● WORK ITEM A:
Write out the post on teaching Creationism in science word for word, from "When a scientist" up to and including "of his pupils?".
● WORK ITEM B:
Answer these questions from the post on teaching Creationism in science:
(i) Which school does Philip Williamson head?
(ii) By what three means does the post say facts are established in science?
(iii) To what status is a hypothesis "promoted" once it is shown to be true?

● PASSAGE:
- Opening Delimiter -

God should have a place in science teaching - headHave a look at the full article and the comments - they are both worth a read.
A LEADING Bolton teacher says Creationism has a place in science and should be taught alongside evolution.
Philip Williamson, head of Canon Slade Church of England school, believes the theory, which suggests humanity, life, the Earth, and the universe were created by God, would be a useful topic for discussion in science lessons.
He said the theory of evolution as put forward by Charles Darwin was not fact and was instead a model which best explained the current scientific evidence.
My own thoughts are as follows;
In science facts are established by measurement, observation and independent verification, not by written authority (e.g. genesis).
When a scientist has an explanation or model which they think explains a range of facts and also predicts the results from some future experiments, measurements or observations, then this explanation is called a hypothesis.
If this hypothesis is shown to be true by many other scientists agreeing with the explanations it gives for the current facts and also when new facts come in which the hypothesis had predicted, then and only then will the hypothesis be "promoted" to the status of "theory".
This is very different from the everyday use of the word which can suggest that a theory is a bit of a guess.
Philip Williamson's comment about evolution not being a fact is therefore stretching the truth by a couple of dictionary definitions. This is not the kind of behaviour you expect from a head master.
What do his science teachers think of his comments? What about the parents of his pupils?
There is a comment underneath the article from someone claiming to be an ex-pupil which, regardless of whether or not this particular claim is true, does voice an opinion which reflects my own view and the official national curriculum position;
As an old Canon Slade pupil, I feel I can add some context to this.

- Closing Delimiter -

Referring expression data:
- Opening Delimiter -

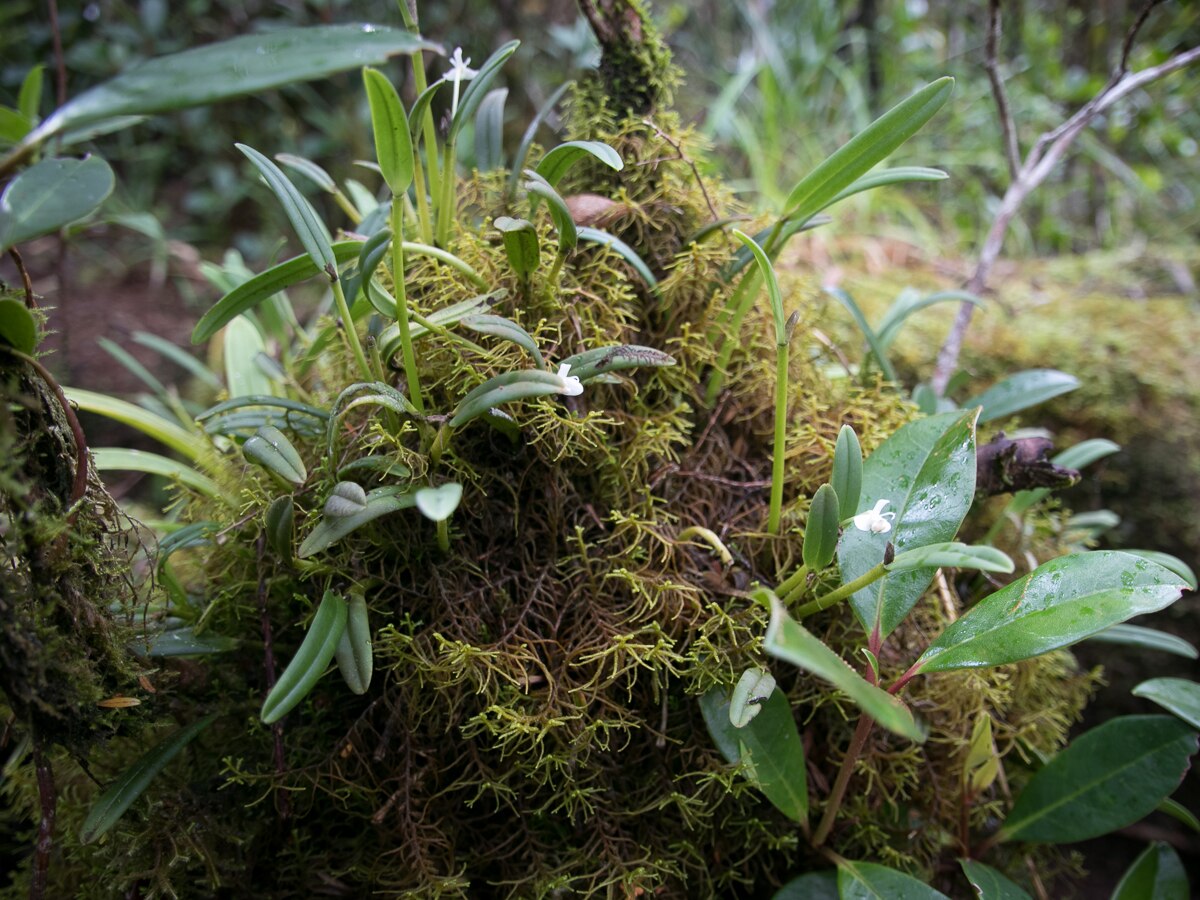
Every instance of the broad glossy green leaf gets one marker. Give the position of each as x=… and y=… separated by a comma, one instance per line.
x=601, y=360
x=17, y=325
x=952, y=553
x=927, y=472
x=1175, y=695
x=870, y=881
x=594, y=235
x=265, y=285
x=1057, y=604
x=118, y=797
x=1020, y=391
x=811, y=886
x=990, y=885
x=1105, y=779
x=1146, y=639
x=115, y=459
x=774, y=295
x=438, y=503
x=478, y=87
x=556, y=163
x=51, y=195
x=507, y=329
x=240, y=66
x=520, y=244
x=1158, y=874
x=307, y=225
x=821, y=531
x=328, y=532
x=309, y=665
x=847, y=472
x=394, y=143
x=790, y=641
x=867, y=149
x=165, y=431
x=769, y=747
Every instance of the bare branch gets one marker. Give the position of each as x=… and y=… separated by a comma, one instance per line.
x=1012, y=149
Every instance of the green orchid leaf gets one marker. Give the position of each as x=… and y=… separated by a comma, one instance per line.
x=952, y=553
x=601, y=360
x=309, y=665
x=1146, y=639
x=118, y=797
x=241, y=66
x=1158, y=874
x=790, y=641
x=328, y=532
x=355, y=659
x=1175, y=695
x=520, y=244
x=479, y=87
x=265, y=285
x=925, y=472
x=507, y=329
x=847, y=472
x=768, y=745
x=1105, y=779
x=821, y=531
x=393, y=139
x=18, y=329
x=870, y=881
x=990, y=885
x=867, y=149
x=437, y=504
x=1020, y=391
x=52, y=195
x=1057, y=604
x=307, y=225
x=557, y=162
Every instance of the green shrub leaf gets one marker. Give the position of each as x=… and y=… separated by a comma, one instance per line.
x=1057, y=604
x=927, y=474
x=1105, y=779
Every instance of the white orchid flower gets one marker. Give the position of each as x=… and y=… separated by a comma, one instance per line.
x=875, y=520
x=574, y=387
x=460, y=71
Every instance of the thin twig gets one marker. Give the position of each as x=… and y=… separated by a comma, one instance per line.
x=30, y=300
x=1007, y=126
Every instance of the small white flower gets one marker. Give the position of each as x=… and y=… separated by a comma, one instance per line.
x=875, y=520
x=574, y=387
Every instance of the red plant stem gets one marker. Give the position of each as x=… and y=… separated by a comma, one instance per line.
x=48, y=798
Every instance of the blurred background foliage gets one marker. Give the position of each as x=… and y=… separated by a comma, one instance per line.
x=775, y=87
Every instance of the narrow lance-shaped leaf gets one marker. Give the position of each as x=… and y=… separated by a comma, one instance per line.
x=51, y=195
x=309, y=227
x=1057, y=604
x=1108, y=778
x=133, y=781
x=310, y=661
x=847, y=472
x=870, y=147
x=821, y=532
x=787, y=640
x=394, y=143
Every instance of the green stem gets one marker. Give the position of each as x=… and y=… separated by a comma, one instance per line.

- Closing Delimiter -

● EXERCISE RESPONSE A:
When a scientist has an explanation or model which they think explains a range of facts and also predicts the results from some future experiments, measurements or observations, then this explanation is called a hypothesis.
If this hypothesis is shown to be true by many other scientists agreeing with the explanations it gives for the current facts and also when new facts come in which the hypothesis had predicted, then and only then will the hypothesis be "promoted" to the status of "theory".
This is very different from the everyday use of the word which can suggest that a theory is a bit of a guess.
Philip Williamson's comment about evolution not being a fact is therefore stretching the truth by a couple of dictionary definitions. This is not the kind of behaviour you expect from a head master.
What do his science teachers think of his comments? What about the parents of his pupils?

● EXERCISE RESPONSE B:
(i) Canon Slade Church of England school
(ii) Measurement, observation and independent verification
(iii) The status of "theory"